On every line of the listing, check for "dormer"; copy the lines that have it.
#####
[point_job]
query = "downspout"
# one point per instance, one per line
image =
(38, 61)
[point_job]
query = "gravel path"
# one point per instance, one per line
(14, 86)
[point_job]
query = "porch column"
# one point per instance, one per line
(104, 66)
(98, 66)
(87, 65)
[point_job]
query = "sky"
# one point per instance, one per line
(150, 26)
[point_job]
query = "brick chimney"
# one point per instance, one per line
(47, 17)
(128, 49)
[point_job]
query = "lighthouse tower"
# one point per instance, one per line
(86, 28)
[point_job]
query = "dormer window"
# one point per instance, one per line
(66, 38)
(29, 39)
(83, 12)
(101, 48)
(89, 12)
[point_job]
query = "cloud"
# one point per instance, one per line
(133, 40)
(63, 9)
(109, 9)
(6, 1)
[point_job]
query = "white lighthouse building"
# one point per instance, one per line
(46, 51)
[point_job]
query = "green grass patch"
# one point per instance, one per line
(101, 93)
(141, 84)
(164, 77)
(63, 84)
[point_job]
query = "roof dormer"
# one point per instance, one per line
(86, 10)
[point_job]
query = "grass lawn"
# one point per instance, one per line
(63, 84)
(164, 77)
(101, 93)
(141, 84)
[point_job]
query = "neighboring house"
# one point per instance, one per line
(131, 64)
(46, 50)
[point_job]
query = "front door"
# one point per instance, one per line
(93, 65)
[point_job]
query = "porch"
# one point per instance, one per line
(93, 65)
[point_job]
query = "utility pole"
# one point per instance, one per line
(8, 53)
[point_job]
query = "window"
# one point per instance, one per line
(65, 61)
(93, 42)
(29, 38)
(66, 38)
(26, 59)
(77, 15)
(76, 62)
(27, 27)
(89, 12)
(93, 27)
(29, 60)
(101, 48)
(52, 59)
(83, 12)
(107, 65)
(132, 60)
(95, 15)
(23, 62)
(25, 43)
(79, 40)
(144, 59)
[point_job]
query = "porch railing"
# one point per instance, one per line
#####
▶ _TASK RESPONSE_
query = "dormer window"
query = "roof dormer"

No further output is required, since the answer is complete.